§ **Exercise details**
In your answer, transcribe all of the data exactly.

Referring expression pointing data:
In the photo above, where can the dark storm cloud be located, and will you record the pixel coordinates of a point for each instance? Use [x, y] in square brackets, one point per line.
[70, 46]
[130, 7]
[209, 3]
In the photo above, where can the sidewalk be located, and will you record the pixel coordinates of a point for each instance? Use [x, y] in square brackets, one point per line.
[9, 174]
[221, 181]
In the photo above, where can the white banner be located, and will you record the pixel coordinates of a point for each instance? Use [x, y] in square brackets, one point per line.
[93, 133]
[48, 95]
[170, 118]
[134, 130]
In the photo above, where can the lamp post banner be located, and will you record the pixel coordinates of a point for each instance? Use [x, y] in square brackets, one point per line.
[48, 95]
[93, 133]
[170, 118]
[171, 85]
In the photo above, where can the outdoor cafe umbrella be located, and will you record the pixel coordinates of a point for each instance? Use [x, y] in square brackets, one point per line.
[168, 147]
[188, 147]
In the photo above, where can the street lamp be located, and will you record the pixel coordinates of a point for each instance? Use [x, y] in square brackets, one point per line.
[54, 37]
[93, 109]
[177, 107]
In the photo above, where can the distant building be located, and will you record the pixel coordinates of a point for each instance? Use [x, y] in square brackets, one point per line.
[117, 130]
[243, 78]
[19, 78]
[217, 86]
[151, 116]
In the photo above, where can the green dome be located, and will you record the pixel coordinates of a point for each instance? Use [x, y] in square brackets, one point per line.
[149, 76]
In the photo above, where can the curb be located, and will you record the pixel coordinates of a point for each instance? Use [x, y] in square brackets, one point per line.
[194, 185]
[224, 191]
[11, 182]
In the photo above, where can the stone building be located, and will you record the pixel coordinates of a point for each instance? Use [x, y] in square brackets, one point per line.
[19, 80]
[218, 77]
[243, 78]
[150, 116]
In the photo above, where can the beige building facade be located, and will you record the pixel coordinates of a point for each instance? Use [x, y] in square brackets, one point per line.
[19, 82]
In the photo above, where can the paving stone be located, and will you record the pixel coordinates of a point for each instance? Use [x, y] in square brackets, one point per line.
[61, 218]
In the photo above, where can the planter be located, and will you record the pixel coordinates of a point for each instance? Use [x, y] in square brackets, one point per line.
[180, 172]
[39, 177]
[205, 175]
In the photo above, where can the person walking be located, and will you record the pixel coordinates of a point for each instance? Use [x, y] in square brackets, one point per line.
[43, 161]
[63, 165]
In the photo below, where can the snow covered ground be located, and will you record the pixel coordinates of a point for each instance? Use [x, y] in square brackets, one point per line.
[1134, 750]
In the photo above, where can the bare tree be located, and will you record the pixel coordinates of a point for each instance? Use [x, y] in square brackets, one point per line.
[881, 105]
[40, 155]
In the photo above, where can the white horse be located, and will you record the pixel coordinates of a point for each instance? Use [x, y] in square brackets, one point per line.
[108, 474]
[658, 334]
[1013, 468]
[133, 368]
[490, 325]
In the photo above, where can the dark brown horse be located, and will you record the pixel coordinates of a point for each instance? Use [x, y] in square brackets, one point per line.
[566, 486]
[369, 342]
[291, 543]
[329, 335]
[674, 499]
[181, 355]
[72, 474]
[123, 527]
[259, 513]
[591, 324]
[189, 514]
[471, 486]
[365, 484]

§ **Expected answer**
In the photo above, where can the dark storm cloud be located, and will you record the pixel coordinates of a point for each instance? Use [x, y] in square brackets, one point per line.
[70, 46]
[130, 7]
[209, 3]
In the photo above, where can the sidewalk be located, and will you record the pixel coordinates of a point for each instance? Use [x, y] in square brackets, one point per line.
[9, 174]
[221, 181]
In the photo above, where can the white banner be located, and will you record the pixel coordinates of a point for each instance? Use [x, y] in square brackets, one point per line.
[93, 133]
[48, 95]
[170, 118]
[134, 130]
In the photo above, where can the lamp post banner be located, and will you record the pixel coordinates of a point for each instance? Use [x, y] in square brackets, one point per line.
[48, 95]
[93, 133]
[170, 118]
[171, 85]
In the photo above, where can the outdoor cafe umbrella be located, and will you record the pixel coordinates of a point for each instance? Use [x, y] in square brackets, one point per line.
[168, 147]
[188, 147]
In the photo above, where can the street lamp be located, and will you record the pixel coordinates of a point for each instance? Use [x, y] in square brackets, one point per line.
[54, 37]
[93, 109]
[177, 107]
In the photo above, where can the distant building be located, and will you record the pixel coordinates of a point for each instance? Use [x, y] in square brackets, one point per line.
[117, 130]
[243, 78]
[19, 78]
[217, 86]
[151, 116]
In the photo above, where can the green dome be located, and will you record the pixel coordinates of a point for each instance? Use [x, y] in square brackets, one point per line.
[149, 76]
In the photo above, where can the curb be located, and will you record the pixel coordinates of a point for each instance? Use [x, y] in square brackets, one point per line.
[194, 185]
[224, 191]
[11, 182]
In the photo above, where can the stone building be located, and will you record the pixel coordinates of a point for each instance? Use [x, y] in square brackets, one point per line.
[19, 80]
[218, 77]
[243, 78]
[150, 116]
In the photo above, where can the beige building facade be located, and will you record the pixel coordinates of a point for each instance? Use [x, y] in square brackets, one point per line.
[19, 82]
In the photo above, where can the paving stone be located, and will you record the pixel coordinates of a point for each instance? Use [x, y] in square brackets, one point per line.
[61, 218]
In the photo above, where can the planter be located, and will you record the pixel coordinates of a point for each instance? Use [x, y] in square brackets, one point per line.
[180, 172]
[39, 177]
[205, 175]
In the photo above, where can the person walking be located, and will you record the pixel coordinates of a point for each instance? Use [x, y] in square brackets, one point per line.
[43, 161]
[63, 165]
In the photo below, where can the snow covered ground be located, and will you record the pixel coordinates of a point for each instance? Use [x, y] in square brackets, one point per line.
[1134, 750]
In the photo above, where can the bare tree be located, and will you record the pixel coordinates of a point for each instance? Use [x, y] in square brackets, one point per line.
[881, 105]
[40, 155]
In the photo above, where can the white horse be located, and will you record the pixel coordinates of a point for each instance? Use [x, y] in square brackets, one point per line.
[108, 474]
[658, 334]
[1013, 468]
[133, 368]
[490, 325]
In the photo above, where can the dark brown horse be located, and will you record the pixel coordinates of a point for each instance? Use [x, y] in square brackets, one point per line.
[566, 486]
[369, 342]
[291, 543]
[329, 335]
[674, 499]
[181, 355]
[72, 474]
[123, 527]
[259, 513]
[591, 324]
[189, 514]
[471, 486]
[365, 484]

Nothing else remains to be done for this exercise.